• [Exercise directions]
This task calls for copying every line of the records that includes the word "floor".

::::::

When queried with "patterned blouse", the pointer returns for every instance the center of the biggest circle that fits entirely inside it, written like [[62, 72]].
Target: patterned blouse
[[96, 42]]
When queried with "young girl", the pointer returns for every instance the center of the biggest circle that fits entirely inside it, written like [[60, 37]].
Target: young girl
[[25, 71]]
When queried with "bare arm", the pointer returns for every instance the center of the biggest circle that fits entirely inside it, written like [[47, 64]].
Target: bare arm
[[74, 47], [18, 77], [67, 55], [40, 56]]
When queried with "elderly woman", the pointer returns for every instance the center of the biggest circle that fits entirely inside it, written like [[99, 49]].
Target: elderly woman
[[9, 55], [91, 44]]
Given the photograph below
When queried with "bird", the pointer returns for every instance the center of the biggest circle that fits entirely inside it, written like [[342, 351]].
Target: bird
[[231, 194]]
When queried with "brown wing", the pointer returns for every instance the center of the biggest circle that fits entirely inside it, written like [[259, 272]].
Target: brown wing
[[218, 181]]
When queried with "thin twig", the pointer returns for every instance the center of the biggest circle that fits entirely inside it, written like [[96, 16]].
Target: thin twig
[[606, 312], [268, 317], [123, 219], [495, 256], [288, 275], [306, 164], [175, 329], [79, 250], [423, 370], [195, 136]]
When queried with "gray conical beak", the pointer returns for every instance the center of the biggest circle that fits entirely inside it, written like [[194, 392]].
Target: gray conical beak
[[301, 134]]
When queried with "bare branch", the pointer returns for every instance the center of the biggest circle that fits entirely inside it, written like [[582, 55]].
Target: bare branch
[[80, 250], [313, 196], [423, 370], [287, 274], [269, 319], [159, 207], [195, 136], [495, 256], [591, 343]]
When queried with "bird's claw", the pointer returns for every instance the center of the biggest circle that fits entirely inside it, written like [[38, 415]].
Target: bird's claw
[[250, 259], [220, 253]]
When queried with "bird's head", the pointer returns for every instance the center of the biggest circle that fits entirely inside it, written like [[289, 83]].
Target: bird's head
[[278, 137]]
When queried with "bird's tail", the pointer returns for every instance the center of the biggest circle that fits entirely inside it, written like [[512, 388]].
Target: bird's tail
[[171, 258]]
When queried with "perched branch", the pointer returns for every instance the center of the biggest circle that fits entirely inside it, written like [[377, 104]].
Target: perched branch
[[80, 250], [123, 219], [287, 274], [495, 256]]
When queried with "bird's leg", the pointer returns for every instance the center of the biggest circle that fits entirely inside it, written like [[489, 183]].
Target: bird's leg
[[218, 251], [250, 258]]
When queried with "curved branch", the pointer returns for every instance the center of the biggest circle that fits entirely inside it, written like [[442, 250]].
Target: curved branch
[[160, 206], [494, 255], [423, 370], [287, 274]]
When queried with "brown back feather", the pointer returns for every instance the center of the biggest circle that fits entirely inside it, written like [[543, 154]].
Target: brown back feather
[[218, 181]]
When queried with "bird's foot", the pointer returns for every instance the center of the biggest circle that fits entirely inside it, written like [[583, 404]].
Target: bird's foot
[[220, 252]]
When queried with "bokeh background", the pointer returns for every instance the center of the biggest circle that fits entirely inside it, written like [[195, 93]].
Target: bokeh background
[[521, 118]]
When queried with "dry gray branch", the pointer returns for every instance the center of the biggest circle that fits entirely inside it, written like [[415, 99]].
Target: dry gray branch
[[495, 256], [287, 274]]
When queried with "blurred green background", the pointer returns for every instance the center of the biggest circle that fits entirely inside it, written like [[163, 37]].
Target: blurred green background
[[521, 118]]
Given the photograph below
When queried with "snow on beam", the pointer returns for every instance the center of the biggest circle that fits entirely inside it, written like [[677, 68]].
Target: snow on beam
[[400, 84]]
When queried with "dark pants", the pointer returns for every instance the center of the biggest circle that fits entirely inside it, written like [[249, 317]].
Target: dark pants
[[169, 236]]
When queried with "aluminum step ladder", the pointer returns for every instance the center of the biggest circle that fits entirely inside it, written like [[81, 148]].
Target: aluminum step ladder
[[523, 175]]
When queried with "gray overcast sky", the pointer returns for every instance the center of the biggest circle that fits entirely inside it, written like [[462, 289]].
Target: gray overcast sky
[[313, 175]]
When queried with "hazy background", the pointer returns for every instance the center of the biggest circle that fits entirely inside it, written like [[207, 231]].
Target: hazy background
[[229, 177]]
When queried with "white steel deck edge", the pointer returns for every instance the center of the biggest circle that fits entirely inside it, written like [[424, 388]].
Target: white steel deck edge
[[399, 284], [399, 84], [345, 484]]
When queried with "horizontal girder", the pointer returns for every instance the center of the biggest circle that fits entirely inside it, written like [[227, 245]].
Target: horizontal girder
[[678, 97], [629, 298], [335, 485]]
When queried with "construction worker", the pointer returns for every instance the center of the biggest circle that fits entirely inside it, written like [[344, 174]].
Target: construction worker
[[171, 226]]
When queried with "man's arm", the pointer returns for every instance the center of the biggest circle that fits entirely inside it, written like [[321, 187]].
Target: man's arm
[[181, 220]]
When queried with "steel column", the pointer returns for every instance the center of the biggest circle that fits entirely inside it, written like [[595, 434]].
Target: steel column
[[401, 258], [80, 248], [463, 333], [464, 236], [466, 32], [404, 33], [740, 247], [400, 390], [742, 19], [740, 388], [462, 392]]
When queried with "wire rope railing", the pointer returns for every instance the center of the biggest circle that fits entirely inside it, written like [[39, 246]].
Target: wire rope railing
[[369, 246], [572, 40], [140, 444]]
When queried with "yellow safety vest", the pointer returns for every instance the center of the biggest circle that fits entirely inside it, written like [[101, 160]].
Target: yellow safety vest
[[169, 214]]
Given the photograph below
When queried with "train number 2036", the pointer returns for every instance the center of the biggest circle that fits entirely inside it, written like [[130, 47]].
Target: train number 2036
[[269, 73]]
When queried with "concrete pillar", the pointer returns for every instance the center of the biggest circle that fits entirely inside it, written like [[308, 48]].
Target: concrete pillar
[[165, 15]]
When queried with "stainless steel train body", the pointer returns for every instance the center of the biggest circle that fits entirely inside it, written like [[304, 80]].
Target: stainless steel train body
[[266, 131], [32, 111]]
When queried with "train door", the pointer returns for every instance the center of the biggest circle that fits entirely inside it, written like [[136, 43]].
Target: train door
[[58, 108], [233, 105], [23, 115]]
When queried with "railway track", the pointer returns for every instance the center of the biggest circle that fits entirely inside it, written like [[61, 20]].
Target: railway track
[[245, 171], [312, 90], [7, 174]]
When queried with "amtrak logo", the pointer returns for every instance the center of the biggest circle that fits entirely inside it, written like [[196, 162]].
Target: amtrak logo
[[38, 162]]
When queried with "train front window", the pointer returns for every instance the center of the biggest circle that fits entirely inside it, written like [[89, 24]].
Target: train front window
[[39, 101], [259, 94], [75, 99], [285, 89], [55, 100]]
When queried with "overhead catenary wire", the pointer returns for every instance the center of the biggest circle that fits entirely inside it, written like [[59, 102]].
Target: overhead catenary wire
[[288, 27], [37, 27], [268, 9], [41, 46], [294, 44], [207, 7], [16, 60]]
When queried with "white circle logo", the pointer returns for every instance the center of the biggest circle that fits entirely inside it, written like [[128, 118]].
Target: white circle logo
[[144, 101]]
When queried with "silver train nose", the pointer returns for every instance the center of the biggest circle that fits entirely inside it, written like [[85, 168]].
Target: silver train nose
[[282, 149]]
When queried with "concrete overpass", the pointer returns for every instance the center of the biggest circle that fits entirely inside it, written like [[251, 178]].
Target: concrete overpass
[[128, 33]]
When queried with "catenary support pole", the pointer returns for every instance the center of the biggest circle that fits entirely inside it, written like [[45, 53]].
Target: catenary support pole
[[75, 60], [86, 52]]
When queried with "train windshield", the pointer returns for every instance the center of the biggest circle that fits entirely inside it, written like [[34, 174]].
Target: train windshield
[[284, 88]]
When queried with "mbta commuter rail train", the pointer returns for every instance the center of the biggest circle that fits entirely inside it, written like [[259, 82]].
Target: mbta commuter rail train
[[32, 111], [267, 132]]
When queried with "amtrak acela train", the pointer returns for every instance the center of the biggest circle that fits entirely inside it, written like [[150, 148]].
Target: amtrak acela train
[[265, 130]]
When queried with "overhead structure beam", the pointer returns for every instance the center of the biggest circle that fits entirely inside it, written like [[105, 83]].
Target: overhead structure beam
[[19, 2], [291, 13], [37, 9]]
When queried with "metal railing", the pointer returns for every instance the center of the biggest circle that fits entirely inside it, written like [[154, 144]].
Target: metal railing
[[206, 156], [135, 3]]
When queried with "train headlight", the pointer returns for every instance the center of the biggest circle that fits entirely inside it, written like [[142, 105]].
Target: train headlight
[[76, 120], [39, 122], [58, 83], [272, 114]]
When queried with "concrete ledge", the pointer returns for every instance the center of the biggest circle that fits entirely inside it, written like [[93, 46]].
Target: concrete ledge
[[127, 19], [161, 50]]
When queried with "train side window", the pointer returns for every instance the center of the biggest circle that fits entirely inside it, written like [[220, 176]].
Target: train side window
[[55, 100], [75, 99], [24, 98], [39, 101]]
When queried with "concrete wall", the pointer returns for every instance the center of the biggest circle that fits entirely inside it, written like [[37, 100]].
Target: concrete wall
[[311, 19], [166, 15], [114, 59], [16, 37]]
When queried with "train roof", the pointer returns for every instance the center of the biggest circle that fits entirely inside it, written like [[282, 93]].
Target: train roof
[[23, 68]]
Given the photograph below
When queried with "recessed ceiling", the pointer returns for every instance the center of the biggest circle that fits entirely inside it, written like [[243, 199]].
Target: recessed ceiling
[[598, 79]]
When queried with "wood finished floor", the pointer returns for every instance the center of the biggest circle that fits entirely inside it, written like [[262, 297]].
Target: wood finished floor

::::::

• [Written response]
When queried with "wood finished floor", the pointer returns for every instance the center of the biggest circle that fits entirely inside it, written like [[262, 297]].
Target: wood finished floor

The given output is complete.